Task goal
Render the listing below as a JSON list of strings, one string per line, leaving out any blank lines.

Stored records
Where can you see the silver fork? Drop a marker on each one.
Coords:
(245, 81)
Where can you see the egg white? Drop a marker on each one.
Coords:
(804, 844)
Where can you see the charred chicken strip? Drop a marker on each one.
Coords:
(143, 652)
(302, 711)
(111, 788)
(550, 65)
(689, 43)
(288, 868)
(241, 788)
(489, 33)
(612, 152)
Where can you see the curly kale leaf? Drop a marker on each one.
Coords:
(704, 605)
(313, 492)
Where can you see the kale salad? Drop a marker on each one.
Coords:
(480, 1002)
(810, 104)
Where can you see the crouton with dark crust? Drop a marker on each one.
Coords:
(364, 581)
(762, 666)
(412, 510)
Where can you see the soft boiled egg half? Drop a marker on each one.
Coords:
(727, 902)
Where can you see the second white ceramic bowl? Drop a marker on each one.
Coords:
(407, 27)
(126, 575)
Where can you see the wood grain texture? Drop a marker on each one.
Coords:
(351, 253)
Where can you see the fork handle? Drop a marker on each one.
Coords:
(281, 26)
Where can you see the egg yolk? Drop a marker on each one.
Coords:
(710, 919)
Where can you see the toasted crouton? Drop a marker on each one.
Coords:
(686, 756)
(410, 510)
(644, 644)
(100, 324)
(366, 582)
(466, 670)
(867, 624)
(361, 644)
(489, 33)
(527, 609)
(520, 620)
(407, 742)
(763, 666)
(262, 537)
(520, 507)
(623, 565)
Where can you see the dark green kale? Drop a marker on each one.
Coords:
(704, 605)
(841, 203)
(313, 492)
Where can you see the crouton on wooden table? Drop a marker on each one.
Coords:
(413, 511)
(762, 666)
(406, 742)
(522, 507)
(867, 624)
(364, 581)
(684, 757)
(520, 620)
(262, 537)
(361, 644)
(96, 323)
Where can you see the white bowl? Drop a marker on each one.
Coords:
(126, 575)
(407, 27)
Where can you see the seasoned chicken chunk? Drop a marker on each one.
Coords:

Complete output
[
  "Where can you see the silver fork? Drop a marker on each one.",
  "Coords:",
  "(245, 81)",
  "Where can you see the egg white? Drop a marker on each one.",
  "Coords:",
  "(804, 844)",
  "Where can you see the charred chicken strip? Drop a marker on each one.",
  "Coords:",
  "(143, 652)",
  "(302, 711)",
  "(111, 788)",
  "(550, 65)",
  "(689, 43)",
  "(288, 868)",
  "(241, 788)",
  "(489, 33)",
  "(612, 152)",
  "Where can you see the curly kale leaf? Drop a marker on each one.",
  "Coords:",
  "(704, 605)",
  "(313, 492)",
  "Where can you see the kale salad? Drop a marker on each one.",
  "Coords:",
  "(480, 1002)",
  "(810, 104)",
  "Where can you see the crouton with dark crust? Drop a marker on each one.",
  "Coords:",
  "(364, 581)",
  "(762, 666)",
  "(412, 510)",
  "Where can you see the soft boiled egg half? Drop a marker on each one.",
  "Coords:",
  "(727, 902)",
  "Where can you see the second white ceramic bowl? Drop a marker on each one.",
  "Coords:",
  "(407, 27)",
  "(126, 575)",
  "Where can you see the wood grain texture? Drop a marker on each one.",
  "Coords:",
  "(351, 253)",
  "Where can you see the fork handle? Drop a marker on each one.",
  "Coords:",
  "(281, 26)",
  "Where can you see the egg yolk? Drop a marker on each one.",
  "Coords:",
  "(710, 919)",
  "Where can you see the toasted crouton? Drop a marker on each one.",
  "Coords:",
  "(686, 756)",
  "(410, 510)",
  "(644, 644)",
  "(100, 324)",
  "(366, 582)",
  "(466, 670)",
  "(867, 624)",
  "(361, 644)",
  "(489, 33)",
  "(527, 609)",
  "(520, 620)",
  "(407, 742)",
  "(763, 666)",
  "(262, 537)",
  "(520, 507)",
  "(623, 565)",
  "Where can you see the dark green kale? Drop a marker on each one.",
  "Coords:",
  "(704, 605)",
  "(841, 203)",
  "(313, 492)",
  "Where can you see the crouton on wooden table? Drop a marker on each one.",
  "Coords:",
  "(413, 511)",
  "(762, 666)",
  "(406, 742)",
  "(522, 507)",
  "(867, 624)",
  "(364, 581)",
  "(684, 757)",
  "(520, 620)",
  "(262, 537)",
  "(361, 644)",
  "(96, 323)",
  "Where can you see the white bowl? Drop a marker on each one.",
  "Coords:",
  "(126, 575)",
  "(407, 27)",
  "Where can you see the seasoned chicken chunk? Drop a marker on each one.",
  "Coords:"
]